WHAT IS REQUIRED = Pull every line of the records below into your answer word for word, leaving out the pictures.

# Start of LISTING

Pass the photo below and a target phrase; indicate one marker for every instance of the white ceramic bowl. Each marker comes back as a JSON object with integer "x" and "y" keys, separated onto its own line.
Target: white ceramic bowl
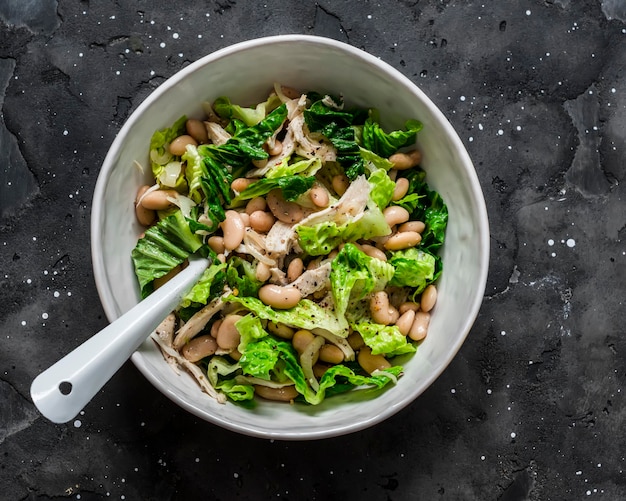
{"x": 245, "y": 72}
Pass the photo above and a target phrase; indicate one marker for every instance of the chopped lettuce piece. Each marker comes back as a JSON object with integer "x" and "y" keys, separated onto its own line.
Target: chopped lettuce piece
{"x": 221, "y": 374}
{"x": 305, "y": 315}
{"x": 413, "y": 268}
{"x": 354, "y": 274}
{"x": 339, "y": 126}
{"x": 291, "y": 186}
{"x": 382, "y": 188}
{"x": 384, "y": 144}
{"x": 241, "y": 277}
{"x": 268, "y": 356}
{"x": 319, "y": 239}
{"x": 163, "y": 247}
{"x": 160, "y": 156}
{"x": 260, "y": 357}
{"x": 249, "y": 116}
{"x": 250, "y": 329}
{"x": 425, "y": 205}
{"x": 209, "y": 286}
{"x": 383, "y": 339}
{"x": 304, "y": 167}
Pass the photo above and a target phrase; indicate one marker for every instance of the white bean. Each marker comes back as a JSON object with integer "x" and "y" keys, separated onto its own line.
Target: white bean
{"x": 234, "y": 229}
{"x": 279, "y": 297}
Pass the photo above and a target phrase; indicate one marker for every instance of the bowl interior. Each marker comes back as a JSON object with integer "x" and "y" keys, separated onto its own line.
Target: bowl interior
{"x": 246, "y": 73}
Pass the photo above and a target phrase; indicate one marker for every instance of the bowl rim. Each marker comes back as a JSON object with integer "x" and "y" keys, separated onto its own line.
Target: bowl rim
{"x": 106, "y": 295}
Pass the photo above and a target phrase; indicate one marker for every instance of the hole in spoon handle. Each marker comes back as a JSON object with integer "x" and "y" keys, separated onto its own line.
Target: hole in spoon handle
{"x": 62, "y": 390}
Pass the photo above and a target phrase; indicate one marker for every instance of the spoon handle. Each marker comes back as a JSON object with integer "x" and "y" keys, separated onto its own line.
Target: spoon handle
{"x": 62, "y": 390}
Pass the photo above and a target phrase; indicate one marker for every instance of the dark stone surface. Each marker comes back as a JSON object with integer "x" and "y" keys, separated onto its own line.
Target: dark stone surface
{"x": 531, "y": 408}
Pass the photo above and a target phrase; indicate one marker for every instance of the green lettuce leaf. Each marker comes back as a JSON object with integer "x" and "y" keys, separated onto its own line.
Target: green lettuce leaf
{"x": 163, "y": 247}
{"x": 160, "y": 156}
{"x": 375, "y": 139}
{"x": 305, "y": 167}
{"x": 291, "y": 186}
{"x": 209, "y": 286}
{"x": 320, "y": 239}
{"x": 383, "y": 339}
{"x": 249, "y": 116}
{"x": 241, "y": 277}
{"x": 250, "y": 329}
{"x": 269, "y": 356}
{"x": 260, "y": 358}
{"x": 305, "y": 315}
{"x": 221, "y": 374}
{"x": 339, "y": 127}
{"x": 382, "y": 188}
{"x": 413, "y": 268}
{"x": 354, "y": 274}
{"x": 372, "y": 159}
{"x": 424, "y": 204}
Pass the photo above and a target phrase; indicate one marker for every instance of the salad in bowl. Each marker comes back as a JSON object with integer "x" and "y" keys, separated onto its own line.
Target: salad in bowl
{"x": 324, "y": 238}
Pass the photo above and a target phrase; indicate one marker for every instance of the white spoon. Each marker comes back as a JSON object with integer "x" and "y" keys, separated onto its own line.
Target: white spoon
{"x": 61, "y": 391}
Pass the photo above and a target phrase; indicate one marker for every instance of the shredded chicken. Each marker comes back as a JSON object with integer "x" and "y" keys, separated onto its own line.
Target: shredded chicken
{"x": 165, "y": 332}
{"x": 306, "y": 145}
{"x": 313, "y": 280}
{"x": 193, "y": 369}
{"x": 281, "y": 240}
{"x": 197, "y": 322}
{"x": 350, "y": 205}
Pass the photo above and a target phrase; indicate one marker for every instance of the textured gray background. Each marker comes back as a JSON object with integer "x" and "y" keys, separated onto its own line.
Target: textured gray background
{"x": 533, "y": 405}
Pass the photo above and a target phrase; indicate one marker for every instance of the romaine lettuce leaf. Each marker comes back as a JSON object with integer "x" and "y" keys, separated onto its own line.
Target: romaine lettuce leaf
{"x": 163, "y": 247}
{"x": 383, "y": 339}
{"x": 414, "y": 268}
{"x": 160, "y": 156}
{"x": 305, "y": 315}
{"x": 250, "y": 329}
{"x": 339, "y": 126}
{"x": 304, "y": 166}
{"x": 241, "y": 277}
{"x": 270, "y": 356}
{"x": 354, "y": 274}
{"x": 321, "y": 238}
{"x": 259, "y": 358}
{"x": 382, "y": 188}
{"x": 384, "y": 144}
{"x": 221, "y": 374}
{"x": 425, "y": 205}
{"x": 249, "y": 116}
{"x": 291, "y": 186}
{"x": 210, "y": 285}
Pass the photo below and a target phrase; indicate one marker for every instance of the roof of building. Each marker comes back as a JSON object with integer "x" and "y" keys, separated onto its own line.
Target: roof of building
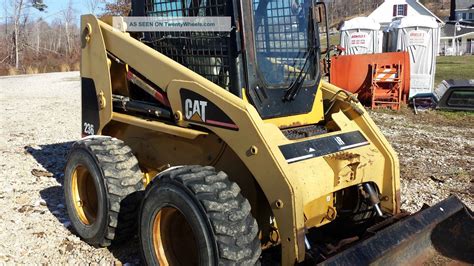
{"x": 412, "y": 3}
{"x": 415, "y": 21}
{"x": 361, "y": 23}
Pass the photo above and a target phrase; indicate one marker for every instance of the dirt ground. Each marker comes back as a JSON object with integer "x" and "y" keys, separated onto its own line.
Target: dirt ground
{"x": 40, "y": 118}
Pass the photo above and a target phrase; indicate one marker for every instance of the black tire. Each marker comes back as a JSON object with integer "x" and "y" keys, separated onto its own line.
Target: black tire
{"x": 209, "y": 219}
{"x": 103, "y": 174}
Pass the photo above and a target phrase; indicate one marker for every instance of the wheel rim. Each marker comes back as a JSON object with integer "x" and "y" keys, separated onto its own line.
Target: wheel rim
{"x": 84, "y": 195}
{"x": 173, "y": 240}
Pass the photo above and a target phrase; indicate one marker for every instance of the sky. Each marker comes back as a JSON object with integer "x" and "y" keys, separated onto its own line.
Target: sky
{"x": 55, "y": 8}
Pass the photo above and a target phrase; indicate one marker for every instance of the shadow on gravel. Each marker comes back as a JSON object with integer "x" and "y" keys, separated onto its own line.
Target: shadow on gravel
{"x": 53, "y": 158}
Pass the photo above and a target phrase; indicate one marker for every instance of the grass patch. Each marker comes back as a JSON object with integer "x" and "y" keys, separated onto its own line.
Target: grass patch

# End of LISTING

RESPONSE TO THE TASK =
Pass the photo below and a target phrase; indicate one marker for every instance of the white ceramic bowl. Each marker comes back as a JSON object with integer "x" and "y" keys, separated onto its own line.
Target: white ceramic bowl
{"x": 245, "y": 72}
Pass the photo above and a target phrase; indicate one marker for every instance of the chopped lettuce piece. Each marker comes back as a JSON object with integer "x" and "y" keys, separated onto its own line.
Target: chopped lettuce piece
{"x": 221, "y": 374}
{"x": 305, "y": 315}
{"x": 413, "y": 268}
{"x": 354, "y": 274}
{"x": 339, "y": 126}
{"x": 291, "y": 186}
{"x": 382, "y": 188}
{"x": 384, "y": 144}
{"x": 241, "y": 277}
{"x": 268, "y": 356}
{"x": 319, "y": 239}
{"x": 163, "y": 247}
{"x": 160, "y": 156}
{"x": 260, "y": 357}
{"x": 249, "y": 116}
{"x": 250, "y": 329}
{"x": 425, "y": 205}
{"x": 209, "y": 286}
{"x": 383, "y": 339}
{"x": 304, "y": 167}
Pass the photo above and a target phrase; indicate one marker for every instance of the white bean. Each marker comes back as a JSON object with integer "x" and "y" keys, separated onto its own line.
Target: white bean
{"x": 234, "y": 229}
{"x": 279, "y": 297}
Pass the photo above and a target phrase; indicate one marker for every instance of the bowl interior. Each marker comes back as a JSON object with integer "x" and "y" keys, separated onto its own line.
Target: bowl interior
{"x": 246, "y": 73}
Pass the photo above and a target phrase; indicate one marker for every instance of the bowl rim. Each marker comes back as a JSON object with integer "x" and "y" keys, separated onto its own line.
Target: bowl rim
{"x": 106, "y": 295}
Pass the photo above and a target phrase; indicate one marker for every instance of the hole in spoon handle. Each marker comes back as a JSON object with integer "x" and "y" keys, separated onto its own line.
Target: hole in spoon handle
{"x": 62, "y": 390}
Pass the photo above and a target phrase; indicate one marker for every instance of the spoon handle. Each marker comes back as a JSON object with integer "x" and "y" keys, separated onto its own line.
Target: spoon handle
{"x": 62, "y": 390}
Pass the photo above and a target phrase; indicate one marker for every instance of the dark stone surface. Each marker comes back as a JSON object with integer "x" and "y" keys, separated onto its own line.
Target: dark stone surface
{"x": 531, "y": 408}
Pass the photo above and a target phrase; indicate one marker for every instance of the green lettuce leaf. Each marker comes back as a JSON object with integer "x" and "y" keys, separated onto its own line.
Target: green lettuce leaf
{"x": 163, "y": 247}
{"x": 160, "y": 156}
{"x": 375, "y": 139}
{"x": 305, "y": 167}
{"x": 291, "y": 186}
{"x": 209, "y": 286}
{"x": 320, "y": 239}
{"x": 383, "y": 339}
{"x": 249, "y": 116}
{"x": 241, "y": 277}
{"x": 250, "y": 329}
{"x": 269, "y": 356}
{"x": 260, "y": 358}
{"x": 305, "y": 315}
{"x": 221, "y": 374}
{"x": 339, "y": 127}
{"x": 382, "y": 188}
{"x": 413, "y": 268}
{"x": 354, "y": 274}
{"x": 372, "y": 159}
{"x": 424, "y": 204}
Pass the photo above and a target phrase; indicate one marker for every instance of the salad in bowl. Each marker comes back as a JSON object with integer "x" and "y" keys, separated onto its own line.
Target: salad in bowl
{"x": 324, "y": 238}
Pass the photo above and a target phrase; indicate one marker for every instance of the white spoon. Each marker comes back as a JSON object with integer "x" and "y" keys, separated onto its own line.
Target: white spoon
{"x": 61, "y": 391}
Pass the photo above and a target phrase; indicate one marker for every instance of the shredded chicken. Each marker comes back as a JSON object with integer "x" and "y" keys, separated onto its own line.
Target: shredded chicken
{"x": 165, "y": 332}
{"x": 306, "y": 145}
{"x": 313, "y": 280}
{"x": 193, "y": 369}
{"x": 281, "y": 240}
{"x": 197, "y": 322}
{"x": 350, "y": 205}
Pass the photo above and a target phrase; indicate one marker for every instance of the textured gray background. Each marker comes back as a JSON object with integer "x" and "y" keys, separated onto its own line.
Target: textured gray background
{"x": 533, "y": 405}
Pass the photo above and a target phrase; indicate one marker for every instance of the romaine lettuce leaf. Each marker comes back as a JSON object with integer "x" and "y" keys, separated onto its own line.
Target: romaine lettuce leaf
{"x": 163, "y": 247}
{"x": 383, "y": 339}
{"x": 414, "y": 268}
{"x": 160, "y": 156}
{"x": 305, "y": 315}
{"x": 250, "y": 329}
{"x": 339, "y": 126}
{"x": 304, "y": 166}
{"x": 241, "y": 277}
{"x": 270, "y": 356}
{"x": 354, "y": 274}
{"x": 321, "y": 238}
{"x": 259, "y": 358}
{"x": 382, "y": 188}
{"x": 384, "y": 144}
{"x": 221, "y": 374}
{"x": 425, "y": 205}
{"x": 249, "y": 116}
{"x": 291, "y": 186}
{"x": 210, "y": 285}
Pass the photo below and a target phrase; indicate one marker for every instance of the roof of building. Each marker comes back as a JSON object with integer "x" and "y" keys, separated onto its own line.
Target: roof of building
{"x": 412, "y": 3}
{"x": 415, "y": 21}
{"x": 361, "y": 23}
Pass the photo above and a target phrase; indicate one marker for every instance of the dirt ground. Each marker comes back as a JSON object with integer "x" and "y" keys, separated onto its own line.
Target: dirt ground
{"x": 40, "y": 118}
Pass the photo above and a target phrase; indicate one marker for every instance of the black tire. Each marker comes back as a JSON object with integer "x" and "y" keys, separated onto its own line.
Target: black tire
{"x": 209, "y": 219}
{"x": 103, "y": 174}
Pass the photo above and a target phrase; indicate one marker for every instance of the wheel rim. Each marker comes back as a JSON object with integer "x" and "y" keys, separated onto its own line.
Target: wheel rim
{"x": 84, "y": 195}
{"x": 173, "y": 240}
Pass the photo above and a target phrase; indicate one marker for every instance of the sky. Each marker comes back as a JSON object with integer "x" and "y" keys, separated onto its own line.
Target: sky
{"x": 55, "y": 8}
Pass the photo above and a target phrase; indicate one marker for every instance of the shadow on gravel. Each marker comes back as a JSON object with integer "x" and "y" keys, separated onto its own line.
Target: shadow on gravel
{"x": 53, "y": 158}
Pass the photo above and a target phrase; indicate one marker for every instance of the grass patch. Each marker comes back as a JSON object with integer "x" and "y" keys, separated onto its own line.
Target: grass patch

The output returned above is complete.